--- READING TEXT ---
▽
Fiumara_BasePrimeEd2022_RNAseq
Fiumara M, Ferrari F, Omer-Javed A, Beretta S et al. Genotoxic effects of base and prime editing in human hematopoietic stem cells. Nature Biotechnology 2023.
- PMID: 37679541
- DOI: 10.1038/s41587-023-01915-4
- RNA-seq Base Editing: GSE218462
- RNA-seq Prime Editing: GSE218463
Analyses
RNA-seq analysis to compare Treated (BE4, ABE8, Cas9, Mock electro) vs Untreated samples at Day1 or Day3 (GSE218462), and Prime edited vs Mock electro samples (GSE218463):
- Input pre-processing with FastQC and quality trimming with Trimmomatic;
- Read alignments to the human genome assembly (GRCh38) with the STAR using standard parameters
- Gene quantification computed with featureCounts
- Differential Gene Expression (DGE) analysis with the R/Bioconductor package DESeq2: genes having FDR < 0.05 were considered as differentially expressed
- Post-analyses with the R/Bioconductor package ClusterProfiler using the Hallmark collection from MSigDB as reference database
- Visualization of the (spliced) alignments on the TP73 gene was done with Integrative Genomes Viewer (IGV).
Variant calling analysis on RNA-Seq base editing data (GSE218462):
- Merging of reads from replicates of each condition and downsampling to 120M with Seqtk
- Alignment to the human genome assembly (GRCh38) with STAR
- Mark duplicates with Picard MarkDuplicates and split of eads containing Ns with GATK SplitNCigarReads
- Variant calling using three different tools: HaplotypeCaller (with options
--min-base-quality-score 20
,--dont-use-soft-clipped-bases
, and–standard-min-confidence-threshold-for-calling 20
), Mutect2 (in tumor-only mode, with options--disable-read-filter MateOnSameContigOrNoMappedMateReadFilter
), and FreeBayes.
△
--- DATA LISTING ---
▽
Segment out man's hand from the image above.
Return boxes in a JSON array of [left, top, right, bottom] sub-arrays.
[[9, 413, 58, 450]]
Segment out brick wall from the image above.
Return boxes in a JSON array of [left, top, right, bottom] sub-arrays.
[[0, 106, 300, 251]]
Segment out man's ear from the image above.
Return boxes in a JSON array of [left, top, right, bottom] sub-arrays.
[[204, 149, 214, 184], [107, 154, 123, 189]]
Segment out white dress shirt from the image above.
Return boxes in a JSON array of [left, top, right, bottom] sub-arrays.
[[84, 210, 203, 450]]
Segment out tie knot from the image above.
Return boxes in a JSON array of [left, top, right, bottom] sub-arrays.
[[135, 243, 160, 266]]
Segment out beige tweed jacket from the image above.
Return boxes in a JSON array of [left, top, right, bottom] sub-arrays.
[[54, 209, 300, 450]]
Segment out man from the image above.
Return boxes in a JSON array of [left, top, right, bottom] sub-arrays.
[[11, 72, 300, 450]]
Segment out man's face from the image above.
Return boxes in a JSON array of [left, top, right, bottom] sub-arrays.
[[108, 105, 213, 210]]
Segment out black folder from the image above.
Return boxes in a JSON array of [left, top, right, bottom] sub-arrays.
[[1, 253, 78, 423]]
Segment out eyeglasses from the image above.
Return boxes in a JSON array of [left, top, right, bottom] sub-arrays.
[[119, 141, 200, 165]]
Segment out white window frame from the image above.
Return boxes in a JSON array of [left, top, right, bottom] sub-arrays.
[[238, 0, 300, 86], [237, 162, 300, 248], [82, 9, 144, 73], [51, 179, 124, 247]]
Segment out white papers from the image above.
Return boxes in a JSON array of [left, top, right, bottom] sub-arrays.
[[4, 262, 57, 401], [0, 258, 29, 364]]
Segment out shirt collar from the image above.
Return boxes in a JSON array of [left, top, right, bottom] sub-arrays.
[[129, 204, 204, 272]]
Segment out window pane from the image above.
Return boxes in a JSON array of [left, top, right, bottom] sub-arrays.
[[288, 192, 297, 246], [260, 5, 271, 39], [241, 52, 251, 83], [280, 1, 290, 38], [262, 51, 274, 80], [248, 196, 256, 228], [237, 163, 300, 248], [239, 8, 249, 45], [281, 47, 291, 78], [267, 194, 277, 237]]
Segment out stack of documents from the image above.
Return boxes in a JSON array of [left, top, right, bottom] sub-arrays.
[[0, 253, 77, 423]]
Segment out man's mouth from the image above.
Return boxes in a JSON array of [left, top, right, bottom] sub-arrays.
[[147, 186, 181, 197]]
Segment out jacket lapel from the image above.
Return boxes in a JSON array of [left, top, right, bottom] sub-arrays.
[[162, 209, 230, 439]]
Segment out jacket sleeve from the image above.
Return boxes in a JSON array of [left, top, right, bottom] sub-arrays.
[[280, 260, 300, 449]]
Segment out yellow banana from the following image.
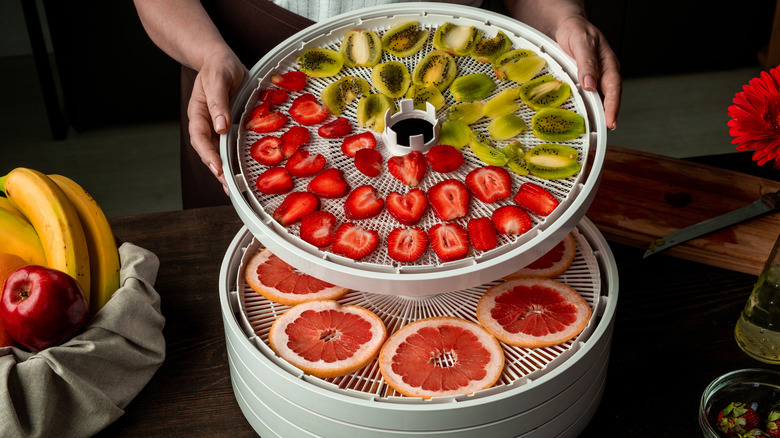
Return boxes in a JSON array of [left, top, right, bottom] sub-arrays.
[[0, 167, 90, 301], [0, 208, 46, 266], [49, 175, 119, 315]]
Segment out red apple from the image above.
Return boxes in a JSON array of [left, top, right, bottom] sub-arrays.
[[0, 265, 89, 351]]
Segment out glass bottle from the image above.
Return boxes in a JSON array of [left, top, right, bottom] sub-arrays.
[[734, 236, 780, 364]]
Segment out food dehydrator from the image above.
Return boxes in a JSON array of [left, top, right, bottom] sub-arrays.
[[219, 3, 618, 438]]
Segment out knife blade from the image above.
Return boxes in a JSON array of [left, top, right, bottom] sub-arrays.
[[642, 190, 780, 258]]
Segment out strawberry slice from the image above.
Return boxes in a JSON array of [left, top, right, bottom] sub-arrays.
[[306, 168, 349, 199], [514, 182, 558, 216], [385, 189, 428, 225], [425, 144, 466, 173], [387, 228, 428, 262], [245, 110, 287, 134], [273, 192, 320, 227], [255, 166, 293, 195], [289, 93, 328, 125], [249, 135, 284, 166], [466, 166, 512, 203], [466, 217, 498, 251], [284, 149, 325, 178], [428, 178, 469, 222], [279, 125, 310, 158], [491, 205, 531, 236], [330, 222, 379, 260], [387, 151, 428, 187], [300, 210, 336, 248], [355, 149, 382, 178], [428, 222, 469, 262], [344, 185, 385, 220], [271, 70, 306, 91], [317, 117, 352, 138], [341, 131, 376, 158]]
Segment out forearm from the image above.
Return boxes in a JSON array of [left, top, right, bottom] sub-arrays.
[[134, 0, 231, 71], [504, 0, 585, 38]]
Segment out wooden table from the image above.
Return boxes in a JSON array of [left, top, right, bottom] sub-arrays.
[[94, 151, 769, 438]]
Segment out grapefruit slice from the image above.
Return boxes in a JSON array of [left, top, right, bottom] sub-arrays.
[[244, 248, 349, 306], [379, 316, 504, 398], [477, 277, 591, 348], [268, 300, 387, 379], [505, 233, 577, 279]]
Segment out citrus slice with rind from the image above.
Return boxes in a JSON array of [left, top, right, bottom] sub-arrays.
[[379, 316, 504, 398], [268, 300, 387, 379], [244, 248, 349, 306], [505, 233, 577, 279], [477, 277, 591, 348]]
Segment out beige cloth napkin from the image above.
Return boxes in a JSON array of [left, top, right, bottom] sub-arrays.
[[0, 243, 165, 437]]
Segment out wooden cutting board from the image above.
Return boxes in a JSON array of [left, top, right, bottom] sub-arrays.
[[587, 146, 780, 275]]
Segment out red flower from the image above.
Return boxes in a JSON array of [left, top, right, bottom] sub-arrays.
[[728, 66, 780, 169]]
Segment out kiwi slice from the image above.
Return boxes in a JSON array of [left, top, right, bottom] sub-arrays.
[[433, 22, 482, 56], [296, 48, 344, 78], [525, 143, 582, 179], [531, 108, 585, 142], [450, 73, 496, 102], [483, 88, 521, 119], [469, 129, 509, 166], [439, 120, 471, 149], [412, 50, 458, 93], [520, 75, 571, 111], [488, 113, 528, 141], [320, 76, 371, 116], [382, 21, 430, 58], [404, 85, 445, 111], [447, 101, 485, 125], [471, 30, 512, 64], [357, 93, 395, 132], [339, 29, 382, 67]]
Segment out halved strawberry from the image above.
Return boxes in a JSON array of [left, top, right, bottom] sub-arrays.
[[425, 144, 466, 173], [515, 182, 558, 216], [387, 228, 428, 262], [284, 149, 325, 178], [317, 117, 352, 138], [341, 131, 376, 158], [491, 205, 531, 236], [466, 217, 498, 251], [387, 151, 428, 187], [466, 166, 512, 203], [271, 70, 306, 91], [355, 149, 382, 178], [330, 222, 379, 260], [306, 167, 349, 198], [385, 189, 428, 225], [428, 222, 469, 262], [344, 185, 385, 219], [245, 109, 287, 134], [428, 178, 469, 222], [273, 192, 320, 227], [279, 125, 310, 158], [300, 210, 336, 248], [289, 93, 328, 125], [249, 135, 284, 166]]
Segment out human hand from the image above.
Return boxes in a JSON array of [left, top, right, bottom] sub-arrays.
[[187, 52, 247, 193], [553, 16, 623, 129]]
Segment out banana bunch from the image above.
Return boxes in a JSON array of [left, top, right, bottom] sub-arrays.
[[0, 167, 119, 315]]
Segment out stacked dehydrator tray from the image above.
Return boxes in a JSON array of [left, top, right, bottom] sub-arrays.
[[219, 3, 618, 438]]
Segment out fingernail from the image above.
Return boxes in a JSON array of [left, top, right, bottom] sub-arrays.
[[214, 116, 227, 134]]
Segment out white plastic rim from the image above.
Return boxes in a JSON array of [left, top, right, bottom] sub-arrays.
[[220, 3, 607, 296], [220, 219, 618, 436]]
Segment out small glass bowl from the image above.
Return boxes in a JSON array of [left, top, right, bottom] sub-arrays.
[[699, 368, 780, 438]]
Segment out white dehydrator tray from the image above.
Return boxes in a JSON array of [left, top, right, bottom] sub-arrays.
[[221, 3, 606, 296], [219, 218, 618, 438]]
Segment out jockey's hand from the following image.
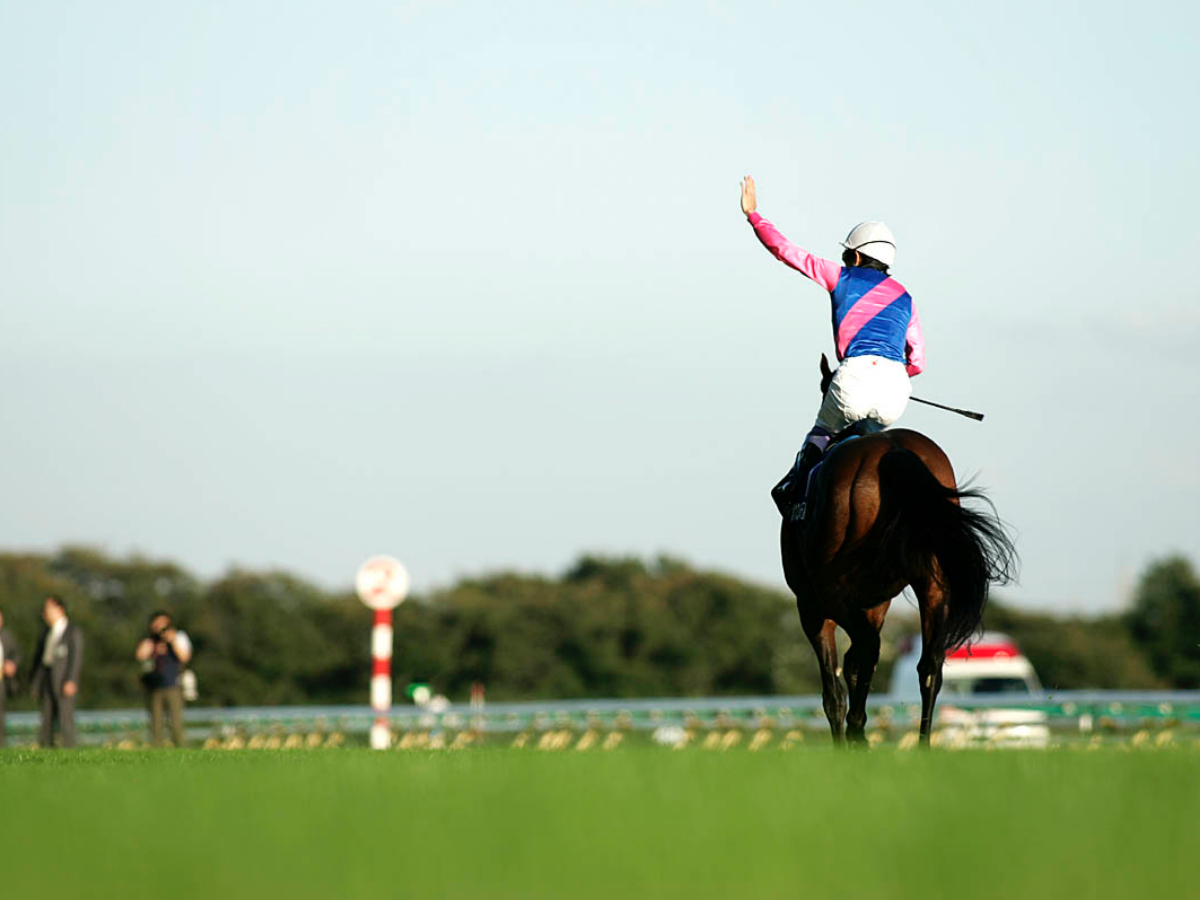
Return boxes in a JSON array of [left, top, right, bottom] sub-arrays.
[[742, 175, 758, 216]]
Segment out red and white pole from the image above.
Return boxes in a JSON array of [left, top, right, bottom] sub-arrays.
[[355, 557, 408, 750], [371, 610, 392, 750]]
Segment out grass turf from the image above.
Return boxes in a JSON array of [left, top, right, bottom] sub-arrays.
[[0, 748, 1200, 900]]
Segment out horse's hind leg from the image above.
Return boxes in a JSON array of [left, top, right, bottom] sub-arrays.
[[913, 577, 949, 746], [797, 601, 846, 745], [842, 600, 892, 744]]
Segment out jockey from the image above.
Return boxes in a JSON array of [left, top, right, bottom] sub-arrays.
[[742, 175, 925, 521]]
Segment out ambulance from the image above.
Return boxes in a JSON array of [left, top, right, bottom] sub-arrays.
[[890, 631, 1050, 746]]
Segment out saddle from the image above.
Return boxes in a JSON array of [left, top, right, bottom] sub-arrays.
[[770, 419, 877, 524]]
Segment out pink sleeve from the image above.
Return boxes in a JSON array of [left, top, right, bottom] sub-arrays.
[[905, 306, 925, 378], [748, 212, 841, 290]]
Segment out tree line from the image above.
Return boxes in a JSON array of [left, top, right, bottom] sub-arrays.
[[0, 547, 1200, 708]]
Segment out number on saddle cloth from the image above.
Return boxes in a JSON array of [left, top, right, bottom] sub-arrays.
[[792, 419, 880, 523]]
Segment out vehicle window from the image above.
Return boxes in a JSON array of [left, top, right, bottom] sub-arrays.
[[942, 677, 1030, 697], [971, 678, 1030, 694]]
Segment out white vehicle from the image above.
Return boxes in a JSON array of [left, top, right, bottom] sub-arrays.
[[892, 631, 1050, 746]]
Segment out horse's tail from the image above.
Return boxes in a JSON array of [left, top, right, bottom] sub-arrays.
[[880, 449, 1016, 650]]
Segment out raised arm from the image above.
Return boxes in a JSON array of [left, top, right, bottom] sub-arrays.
[[742, 175, 841, 296], [905, 306, 925, 378]]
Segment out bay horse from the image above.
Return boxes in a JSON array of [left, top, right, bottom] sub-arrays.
[[780, 355, 1016, 746]]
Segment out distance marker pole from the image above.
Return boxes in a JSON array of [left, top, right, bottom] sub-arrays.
[[354, 557, 408, 750], [371, 610, 392, 750]]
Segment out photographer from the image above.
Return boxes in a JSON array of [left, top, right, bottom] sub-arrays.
[[134, 611, 192, 746]]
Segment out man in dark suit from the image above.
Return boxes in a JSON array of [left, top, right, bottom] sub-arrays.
[[0, 612, 20, 746], [32, 594, 83, 746]]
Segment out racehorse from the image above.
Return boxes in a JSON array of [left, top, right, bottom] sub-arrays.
[[780, 356, 1016, 746]]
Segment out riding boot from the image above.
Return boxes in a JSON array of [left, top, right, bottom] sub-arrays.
[[770, 434, 829, 521]]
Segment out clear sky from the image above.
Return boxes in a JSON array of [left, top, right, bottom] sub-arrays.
[[0, 0, 1200, 611]]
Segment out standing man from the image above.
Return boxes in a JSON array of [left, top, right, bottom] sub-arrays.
[[31, 594, 83, 746], [0, 612, 20, 746], [134, 611, 192, 746]]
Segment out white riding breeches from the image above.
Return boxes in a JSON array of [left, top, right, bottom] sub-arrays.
[[817, 356, 912, 434]]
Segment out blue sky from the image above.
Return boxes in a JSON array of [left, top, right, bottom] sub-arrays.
[[0, 0, 1200, 611]]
△
Please write out everything in the RNA-seq analysis text from "Fiumara_BasePrimeEd2022_RNAseq" down to "Nature Biotechnology 2023.", unchanged.

--- OUTPUT ---
Fiumara_BasePrimeEd2022_RNAseq
Fiumara M, Ferrari F, Omer-Javed A, Beretta S et al. Genotoxic effects of base and prime editing in human hematopoietic stem cells. Nature Biotechnology 2023.